§ Exercise requirements: For each record below, output its text exactly and skip any picture.

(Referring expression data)
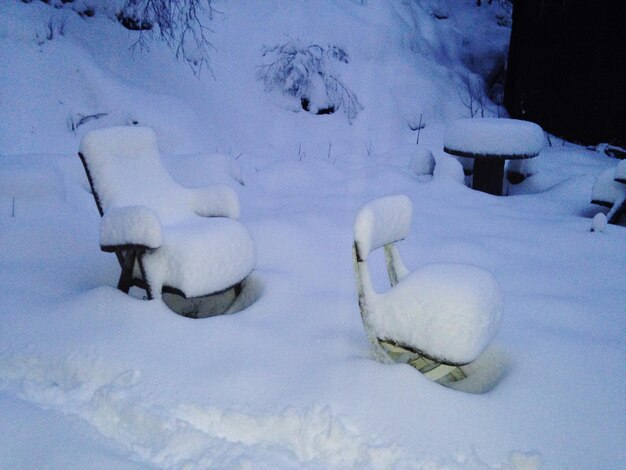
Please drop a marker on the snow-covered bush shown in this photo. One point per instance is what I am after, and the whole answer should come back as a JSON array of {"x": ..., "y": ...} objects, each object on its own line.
[
  {"x": 180, "y": 24},
  {"x": 306, "y": 73}
]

§ Exercise answer:
Please drop a marker on the snow-covered bush shown in this photo. One point per instance is what I am after, and the whole answer should come back as a JSON array of {"x": ..., "y": ...} objects, each object on its own line.
[
  {"x": 180, "y": 24},
  {"x": 306, "y": 73}
]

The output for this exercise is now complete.